DESCRIPTION OF THE TASK =
Pick up the interview with the Georgian literature teacher after its final sentence and continue it.

PROVIDED TEXT =
To start, tell me a bit about yourself.

I was born in 1948, in a little village named Zanati, located in the Abasha region of the province of Samegrelo.  In addition to being Georgian, I would also be considered a Megreli.  [Editor’s note: The Megreli people are a subculture within Georgia who speak their own language and have historically always held themselves slightly separate from the rest of Georgia.]

Where did you go to university, and what did you study there?

After high school, I continued my studies at the South-Ossetia State University, at the faculty of Philology.  There I took a special interest in linguistics, foreign literature, and psychology.

What made you decide to become a teacher originally? [Manana was, and still is, the Georgian literature teacher at the school].

I’ll be honest and say that I loved to learn, and the people who taught me were my role-models.  This influenced my attitudes when it came time to making my career choice, which turned out to be the field of education.

What do you see as the main differences between teaching styles in the old Soviet days and now?

The times are changing, as are teaching methods, but I want to note that despite great changes nowadays, I still fondly remember my schooling days.  I learned more than just my subjects required; I learned moral lessons as well that have been my guide in life and the way I view my community, both professionally and personally.  There were great lessons pertaining to the duty and responsibilities that are owed to society that have served me well, as I now look back on them.

As for today’s teaching methods, I think they are too refined and tailored to individual students’ inner lives and interests, and this makes it nearly impossible for a teacher to honorably serve the function of his or her role as an educator of both minds and morals.

Saved entries:

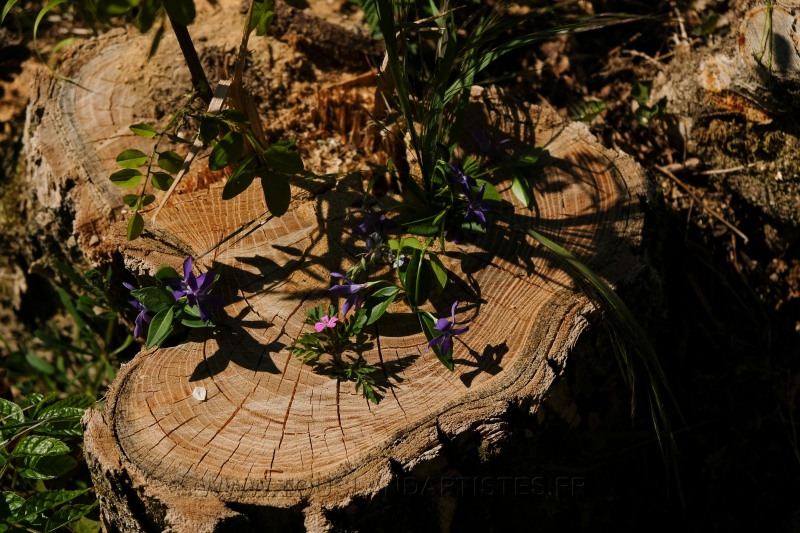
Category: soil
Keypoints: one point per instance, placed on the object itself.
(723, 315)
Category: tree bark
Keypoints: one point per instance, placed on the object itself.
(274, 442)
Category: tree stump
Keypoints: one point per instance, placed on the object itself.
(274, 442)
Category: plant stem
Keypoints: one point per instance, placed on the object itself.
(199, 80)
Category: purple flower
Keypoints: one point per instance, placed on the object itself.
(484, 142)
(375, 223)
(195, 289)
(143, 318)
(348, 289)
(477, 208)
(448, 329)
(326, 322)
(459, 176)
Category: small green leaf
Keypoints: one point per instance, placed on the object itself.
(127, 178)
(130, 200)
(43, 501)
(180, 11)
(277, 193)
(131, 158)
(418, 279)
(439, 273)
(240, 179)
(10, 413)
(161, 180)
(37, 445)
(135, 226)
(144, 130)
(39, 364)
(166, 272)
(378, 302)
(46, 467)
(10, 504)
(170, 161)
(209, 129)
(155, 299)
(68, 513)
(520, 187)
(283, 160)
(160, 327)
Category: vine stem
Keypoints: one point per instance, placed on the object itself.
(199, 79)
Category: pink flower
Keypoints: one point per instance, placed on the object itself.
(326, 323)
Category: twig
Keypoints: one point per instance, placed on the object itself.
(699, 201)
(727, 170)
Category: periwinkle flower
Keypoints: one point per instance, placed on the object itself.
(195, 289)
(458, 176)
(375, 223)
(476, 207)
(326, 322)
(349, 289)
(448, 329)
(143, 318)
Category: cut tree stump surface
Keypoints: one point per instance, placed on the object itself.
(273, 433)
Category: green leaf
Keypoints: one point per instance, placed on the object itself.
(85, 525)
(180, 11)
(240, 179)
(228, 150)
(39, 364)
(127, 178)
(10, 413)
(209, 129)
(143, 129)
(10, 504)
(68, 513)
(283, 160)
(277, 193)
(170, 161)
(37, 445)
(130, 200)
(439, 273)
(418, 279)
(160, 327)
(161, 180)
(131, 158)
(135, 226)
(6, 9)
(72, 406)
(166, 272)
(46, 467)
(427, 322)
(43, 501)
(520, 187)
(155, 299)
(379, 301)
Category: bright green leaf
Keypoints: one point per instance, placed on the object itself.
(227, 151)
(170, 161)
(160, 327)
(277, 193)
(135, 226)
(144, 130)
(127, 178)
---
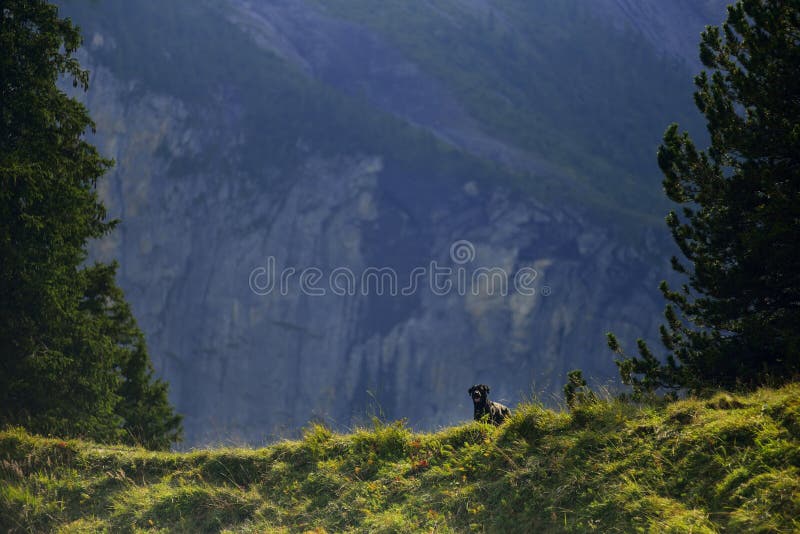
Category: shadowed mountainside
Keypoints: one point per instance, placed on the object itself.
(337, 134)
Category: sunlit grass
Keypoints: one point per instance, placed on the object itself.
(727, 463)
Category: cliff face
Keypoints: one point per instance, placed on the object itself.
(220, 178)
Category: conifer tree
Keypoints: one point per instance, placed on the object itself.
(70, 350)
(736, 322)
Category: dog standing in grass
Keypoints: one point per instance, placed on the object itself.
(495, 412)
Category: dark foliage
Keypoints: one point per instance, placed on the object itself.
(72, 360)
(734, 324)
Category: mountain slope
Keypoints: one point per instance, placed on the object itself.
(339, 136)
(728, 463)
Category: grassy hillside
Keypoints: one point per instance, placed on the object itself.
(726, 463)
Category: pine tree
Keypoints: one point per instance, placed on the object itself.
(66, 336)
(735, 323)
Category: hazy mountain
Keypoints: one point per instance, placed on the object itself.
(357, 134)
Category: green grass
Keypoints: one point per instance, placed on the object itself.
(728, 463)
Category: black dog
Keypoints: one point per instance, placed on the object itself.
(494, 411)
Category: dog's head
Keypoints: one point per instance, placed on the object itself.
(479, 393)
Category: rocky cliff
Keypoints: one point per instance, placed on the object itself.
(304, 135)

TASK RESULT =
What are most important qualities of a teacher?

In my opinion, the most important feature of a teacher is his or her spirit and attitude to the world of education, so that he or she is in a sense able to see into the soul of the child and impart to the child understanding, motivation, ability within the subject being taught, and also an awareness of responsibilities in life.  Only the best teachers can perform this, almost as though it were a special power gifted to them.

What became some of your daily duties, once you became the school director?

Every day I must come prepared with action plans, whether in writing or even just in mental notes.  The main thing is that I am an active participant in all the activities that are being implemented at the school.  There ought to be no barriers between myself and the best interests of the students.  I pride myself on being aware of all the daily needs of my students and teaching staff.

Can you give me a sense of how you view today’s young people?

Today’s young people are much more educated.  They have a high sense of tolerance and are not easily given over to hatreds.  They look out for one another, and respect the cultures of the world.

What can the world learn from Georgia?

If any people can be said to have an abundance of good qualities in them, it’s the Georgian people.  We are blessed with love, friendship, humanism, tolerance, hospitality, commitment and selflessness.  Anyone who comes here feels themselves to be as welcomed as though they were citizens themselves.

What does Georgia’s long and varied history tell us about the Georgian people?

It tells us that although we have been faced with many hard and harsh moments in the past, we have never fallen down nor abandoned our history and traditions.

And what do you hope for the future of Georgia?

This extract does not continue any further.